[Point-per-instance localization data]
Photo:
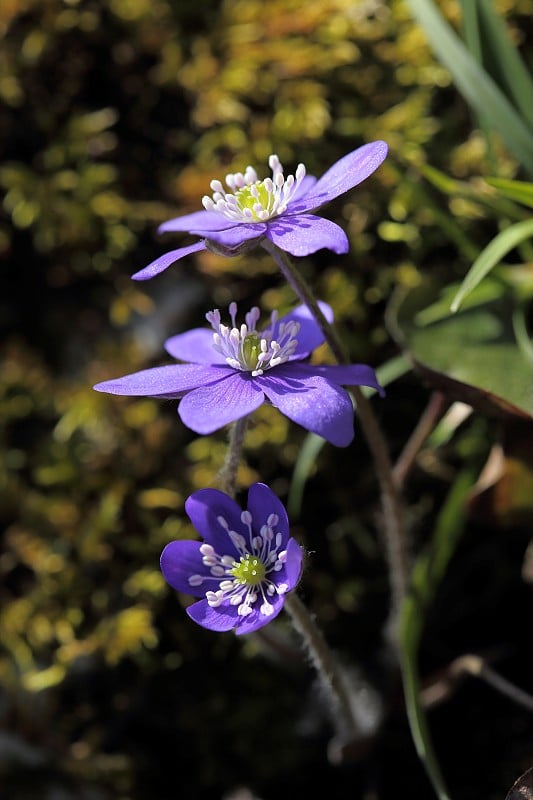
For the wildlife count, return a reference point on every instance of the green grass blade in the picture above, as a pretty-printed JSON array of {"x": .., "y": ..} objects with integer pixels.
[
  {"x": 491, "y": 256},
  {"x": 523, "y": 338},
  {"x": 476, "y": 86},
  {"x": 504, "y": 62},
  {"x": 313, "y": 444},
  {"x": 519, "y": 191},
  {"x": 427, "y": 575}
]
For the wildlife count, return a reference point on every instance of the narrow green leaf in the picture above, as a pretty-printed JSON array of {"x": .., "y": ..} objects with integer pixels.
[
  {"x": 522, "y": 336},
  {"x": 428, "y": 573},
  {"x": 476, "y": 86},
  {"x": 491, "y": 256},
  {"x": 313, "y": 444},
  {"x": 505, "y": 64},
  {"x": 520, "y": 191}
]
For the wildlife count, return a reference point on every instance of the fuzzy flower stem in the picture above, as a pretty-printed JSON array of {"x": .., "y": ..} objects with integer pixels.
[
  {"x": 325, "y": 665},
  {"x": 393, "y": 526},
  {"x": 304, "y": 293},
  {"x": 228, "y": 474}
]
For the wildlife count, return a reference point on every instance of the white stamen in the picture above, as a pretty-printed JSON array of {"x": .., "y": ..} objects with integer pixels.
[
  {"x": 231, "y": 587},
  {"x": 270, "y": 197},
  {"x": 244, "y": 349}
]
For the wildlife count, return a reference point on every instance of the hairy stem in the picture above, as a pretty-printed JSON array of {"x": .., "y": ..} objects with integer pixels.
[
  {"x": 326, "y": 666},
  {"x": 393, "y": 525},
  {"x": 228, "y": 474},
  {"x": 434, "y": 410}
]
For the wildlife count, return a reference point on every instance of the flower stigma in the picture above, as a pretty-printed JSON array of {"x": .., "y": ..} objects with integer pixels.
[
  {"x": 249, "y": 570},
  {"x": 252, "y": 200},
  {"x": 246, "y": 349},
  {"x": 250, "y": 579}
]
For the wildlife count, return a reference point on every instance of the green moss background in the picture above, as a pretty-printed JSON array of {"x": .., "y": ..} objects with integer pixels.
[{"x": 115, "y": 115}]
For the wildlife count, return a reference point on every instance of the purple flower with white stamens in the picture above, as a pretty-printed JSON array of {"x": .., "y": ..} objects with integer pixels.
[
  {"x": 247, "y": 210},
  {"x": 245, "y": 565},
  {"x": 232, "y": 370}
]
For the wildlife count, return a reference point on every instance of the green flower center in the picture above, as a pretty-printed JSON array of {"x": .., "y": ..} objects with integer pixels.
[
  {"x": 249, "y": 571},
  {"x": 251, "y": 197},
  {"x": 251, "y": 349}
]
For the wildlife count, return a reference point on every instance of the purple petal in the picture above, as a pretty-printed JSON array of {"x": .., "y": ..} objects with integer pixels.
[
  {"x": 180, "y": 560},
  {"x": 342, "y": 176},
  {"x": 345, "y": 375},
  {"x": 169, "y": 382},
  {"x": 209, "y": 408},
  {"x": 198, "y": 220},
  {"x": 204, "y": 507},
  {"x": 304, "y": 234},
  {"x": 291, "y": 572},
  {"x": 256, "y": 620},
  {"x": 305, "y": 186},
  {"x": 261, "y": 503},
  {"x": 223, "y": 618},
  {"x": 164, "y": 261},
  {"x": 236, "y": 235},
  {"x": 310, "y": 335},
  {"x": 195, "y": 346},
  {"x": 311, "y": 401}
]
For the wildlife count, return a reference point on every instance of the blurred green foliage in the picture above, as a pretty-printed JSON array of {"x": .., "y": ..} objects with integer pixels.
[{"x": 115, "y": 117}]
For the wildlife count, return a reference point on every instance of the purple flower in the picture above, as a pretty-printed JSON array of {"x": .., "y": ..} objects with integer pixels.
[
  {"x": 232, "y": 371},
  {"x": 276, "y": 208},
  {"x": 245, "y": 565}
]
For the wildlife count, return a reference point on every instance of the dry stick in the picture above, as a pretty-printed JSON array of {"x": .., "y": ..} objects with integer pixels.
[
  {"x": 228, "y": 474},
  {"x": 394, "y": 533},
  {"x": 434, "y": 410}
]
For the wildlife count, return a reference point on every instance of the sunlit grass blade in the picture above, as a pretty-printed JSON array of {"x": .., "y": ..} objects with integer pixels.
[
  {"x": 428, "y": 573},
  {"x": 523, "y": 338},
  {"x": 313, "y": 444},
  {"x": 503, "y": 61},
  {"x": 520, "y": 191},
  {"x": 476, "y": 86},
  {"x": 472, "y": 36},
  {"x": 491, "y": 256}
]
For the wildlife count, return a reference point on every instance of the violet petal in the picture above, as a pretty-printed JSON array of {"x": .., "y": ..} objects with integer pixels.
[
  {"x": 195, "y": 346},
  {"x": 198, "y": 220},
  {"x": 261, "y": 503},
  {"x": 292, "y": 570},
  {"x": 169, "y": 382},
  {"x": 311, "y": 401},
  {"x": 222, "y": 618},
  {"x": 164, "y": 261},
  {"x": 182, "y": 559},
  {"x": 344, "y": 375},
  {"x": 209, "y": 408},
  {"x": 205, "y": 508},
  {"x": 346, "y": 173},
  {"x": 305, "y": 233},
  {"x": 310, "y": 335},
  {"x": 256, "y": 620},
  {"x": 236, "y": 235}
]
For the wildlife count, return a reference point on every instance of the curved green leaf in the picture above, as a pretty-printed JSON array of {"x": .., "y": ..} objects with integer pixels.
[
  {"x": 476, "y": 86},
  {"x": 491, "y": 256}
]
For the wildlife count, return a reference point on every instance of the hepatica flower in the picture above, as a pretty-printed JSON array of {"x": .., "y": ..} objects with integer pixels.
[
  {"x": 232, "y": 370},
  {"x": 245, "y": 565},
  {"x": 247, "y": 210}
]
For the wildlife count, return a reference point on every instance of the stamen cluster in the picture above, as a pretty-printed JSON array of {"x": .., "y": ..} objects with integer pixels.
[
  {"x": 249, "y": 351},
  {"x": 252, "y": 200},
  {"x": 242, "y": 583}
]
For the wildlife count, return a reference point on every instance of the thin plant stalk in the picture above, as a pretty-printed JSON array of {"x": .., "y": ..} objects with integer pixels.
[
  {"x": 326, "y": 666},
  {"x": 393, "y": 525},
  {"x": 228, "y": 474}
]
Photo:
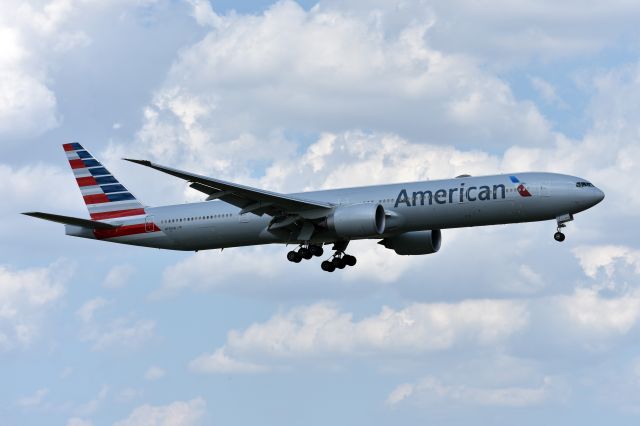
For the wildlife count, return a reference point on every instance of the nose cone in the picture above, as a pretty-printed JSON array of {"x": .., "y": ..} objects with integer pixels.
[{"x": 595, "y": 196}]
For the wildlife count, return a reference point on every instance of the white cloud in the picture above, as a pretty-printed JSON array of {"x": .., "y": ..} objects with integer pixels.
[
  {"x": 88, "y": 309},
  {"x": 118, "y": 276},
  {"x": 321, "y": 330},
  {"x": 154, "y": 373},
  {"x": 178, "y": 413},
  {"x": 594, "y": 258},
  {"x": 547, "y": 91},
  {"x": 219, "y": 362},
  {"x": 597, "y": 315},
  {"x": 127, "y": 395},
  {"x": 121, "y": 332},
  {"x": 90, "y": 407},
  {"x": 33, "y": 400},
  {"x": 77, "y": 421},
  {"x": 325, "y": 79},
  {"x": 25, "y": 297},
  {"x": 431, "y": 390}
]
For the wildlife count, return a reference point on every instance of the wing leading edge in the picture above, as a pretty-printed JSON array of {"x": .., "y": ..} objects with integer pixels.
[{"x": 250, "y": 200}]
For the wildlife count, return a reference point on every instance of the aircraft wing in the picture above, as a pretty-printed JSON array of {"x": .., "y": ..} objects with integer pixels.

» TASK GOAL
Repeat each line of the records above exactly, but do not copy the pictures.

» WRITTEN ANSWER
Photo:
For the wildlife count, return a reference point on every instance of the green grass blade in the picture above, as a pretty-printed JSON array of {"x": .., "y": ..} objects with integer pixels.
[
  {"x": 491, "y": 256},
  {"x": 523, "y": 338},
  {"x": 476, "y": 86},
  {"x": 504, "y": 62},
  {"x": 313, "y": 444},
  {"x": 519, "y": 191},
  {"x": 427, "y": 575}
]
For the wildlife count, return a reference point on every instance of the narrow green leaf in the picture above, as a pretty-printed JSON array of {"x": .., "y": ..} objects with integer pixels.
[
  {"x": 522, "y": 336},
  {"x": 428, "y": 573},
  {"x": 476, "y": 86},
  {"x": 491, "y": 256},
  {"x": 313, "y": 444},
  {"x": 505, "y": 64},
  {"x": 520, "y": 191}
]
For the wildlife count, return a reference point on every instance of the fuzzy flower stem in the picture above, as a pretty-printed JSON array of {"x": .., "y": ..} objects with integer pixels.
[
  {"x": 325, "y": 665},
  {"x": 393, "y": 526},
  {"x": 304, "y": 293},
  {"x": 228, "y": 474}
]
For the wildlife count, return a reference point on every instance of the white stamen in the picture above, as a pretty-printed JSON array of {"x": .., "y": ..} objects with integer pixels.
[
  {"x": 231, "y": 587},
  {"x": 270, "y": 197},
  {"x": 244, "y": 349}
]
For the wildlife count, return a reference point on every instance of the hairy stem in the picture above, as a pretty-printed JSON array of {"x": .., "y": ..} objects with integer pixels.
[
  {"x": 326, "y": 666},
  {"x": 393, "y": 525},
  {"x": 228, "y": 474},
  {"x": 434, "y": 410}
]
For the wildlife count, return a reference point on every instance of the flower stigma in the picture above, as a pretty-printed JSON array of {"x": .., "y": ..} objects with integer pixels.
[
  {"x": 249, "y": 570},
  {"x": 252, "y": 200},
  {"x": 246, "y": 349},
  {"x": 250, "y": 579}
]
For the wildlife count, return a reference point on every instance of the green moss background in the picture above, as a pretty-printed JSON array of {"x": .., "y": ..} objects with integer pixels.
[{"x": 115, "y": 115}]
For the wildlife count, return a reference point on every instance of the purple flower with white stamens in the picture above, as a pretty-printed JSON array of {"x": .., "y": ..} objects with integer pixels.
[
  {"x": 247, "y": 210},
  {"x": 245, "y": 565},
  {"x": 232, "y": 370}
]
For the wildlife count, return a reference point on every instance of the green flower center in the picture above, as a pretty-printed JSON array of {"x": .., "y": ..} objects with integer pixels.
[
  {"x": 249, "y": 571},
  {"x": 251, "y": 197},
  {"x": 251, "y": 349}
]
For the wildlife count, return a reference point on every instance of the purple petal in the picture above, as a pretty-printed JSON array of {"x": .., "y": ..} objects with integer pixels.
[
  {"x": 180, "y": 560},
  {"x": 342, "y": 176},
  {"x": 345, "y": 375},
  {"x": 169, "y": 382},
  {"x": 209, "y": 408},
  {"x": 198, "y": 220},
  {"x": 204, "y": 507},
  {"x": 304, "y": 234},
  {"x": 291, "y": 572},
  {"x": 256, "y": 620},
  {"x": 305, "y": 186},
  {"x": 261, "y": 503},
  {"x": 223, "y": 618},
  {"x": 164, "y": 261},
  {"x": 236, "y": 235},
  {"x": 310, "y": 335},
  {"x": 195, "y": 346},
  {"x": 311, "y": 401}
]
For the wildlife count, return a reference point on every instance of the blurred green foliage in the picture above, as a pretty-printed JSON array of {"x": .., "y": ..} objects with integer pixels.
[{"x": 115, "y": 117}]
For the wildlife count, return a reference point on every instance of the purple flower in the picture above, as a pretty-printed JSON array of {"x": .., "y": ..} objects with integer pixels.
[
  {"x": 232, "y": 371},
  {"x": 276, "y": 208},
  {"x": 245, "y": 565}
]
For the wildlife count, return a reference point on every instance of the dry stick in the picture above, as a pretty-printed JSON array of {"x": .., "y": ..} objects with integer pixels.
[
  {"x": 228, "y": 474},
  {"x": 394, "y": 533},
  {"x": 434, "y": 410}
]
For the wildlife count, return a reference point on every instance of the sunlit grass blade in the picture above, as a pretty-printed JSON array of {"x": .., "y": ..} objects with integer pixels.
[
  {"x": 428, "y": 573},
  {"x": 523, "y": 338},
  {"x": 313, "y": 444},
  {"x": 503, "y": 61},
  {"x": 520, "y": 191},
  {"x": 476, "y": 86},
  {"x": 472, "y": 36},
  {"x": 491, "y": 256}
]
For the wildlife count, return a reference point on every instance of the violet petal in the picture above, as a pretty-printed JSON array of {"x": .., "y": ..} objects with integer pixels.
[
  {"x": 195, "y": 346},
  {"x": 198, "y": 220},
  {"x": 261, "y": 503},
  {"x": 292, "y": 570},
  {"x": 169, "y": 382},
  {"x": 311, "y": 401},
  {"x": 222, "y": 618},
  {"x": 164, "y": 261},
  {"x": 182, "y": 559},
  {"x": 344, "y": 375},
  {"x": 209, "y": 408},
  {"x": 205, "y": 508},
  {"x": 346, "y": 173},
  {"x": 305, "y": 233},
  {"x": 310, "y": 335},
  {"x": 256, "y": 620},
  {"x": 236, "y": 235}
]
For the wildlife count, return a reference point on every instance of the curved green leaf in the picture above, as a pretty-printed JSON array of {"x": .., "y": ..} objects with integer pixels.
[
  {"x": 476, "y": 86},
  {"x": 491, "y": 256}
]
For the wildlife count, return a reference point on every instance of the hepatica flower in the picture above, as a pretty-printed JSON array of {"x": .., "y": ..} objects with integer pixels.
[
  {"x": 232, "y": 370},
  {"x": 245, "y": 565},
  {"x": 247, "y": 210}
]
For the wildlife count, return a reference point on every instance of the stamen cluster in the picture above, as a pretty-printed JSON array of {"x": .., "y": ..} objects with integer pixels.
[
  {"x": 249, "y": 351},
  {"x": 252, "y": 200},
  {"x": 242, "y": 583}
]
For the wildlife count, return a reference point on every instance of the thin plant stalk in the picture above, as a pretty-printed JSON array of {"x": .., "y": ..} objects with integer pixels.
[
  {"x": 326, "y": 666},
  {"x": 393, "y": 525},
  {"x": 228, "y": 474}
]
Photo:
For the wildlife count, return a reference point on every instance of the nose cone in the picture above, as a pretty-printed JSON array of {"x": .., "y": ..} objects with integer pixels.
[{"x": 595, "y": 196}]
For the wildlife count, return a reference point on every instance of the white cloud in the picture above, as a pretty-printed JSON array of {"x": .., "y": ..} objects with integer pixels.
[
  {"x": 88, "y": 309},
  {"x": 118, "y": 276},
  {"x": 321, "y": 330},
  {"x": 154, "y": 373},
  {"x": 178, "y": 413},
  {"x": 594, "y": 258},
  {"x": 547, "y": 91},
  {"x": 219, "y": 362},
  {"x": 597, "y": 315},
  {"x": 127, "y": 395},
  {"x": 121, "y": 332},
  {"x": 90, "y": 407},
  {"x": 33, "y": 400},
  {"x": 77, "y": 421},
  {"x": 325, "y": 79},
  {"x": 25, "y": 297},
  {"x": 431, "y": 390}
]
For the wildlife count, return a reference point on every instance of the wing leading edge in the picture above, as a pretty-printed JSON array of {"x": .., "y": ..} objects with integer pixels.
[{"x": 250, "y": 200}]
For the wildlife count, return a reference point on every instance of the aircraft wing in the picture above, as a pretty-printed JSON array of {"x": .., "y": ..} objects with integer pixels.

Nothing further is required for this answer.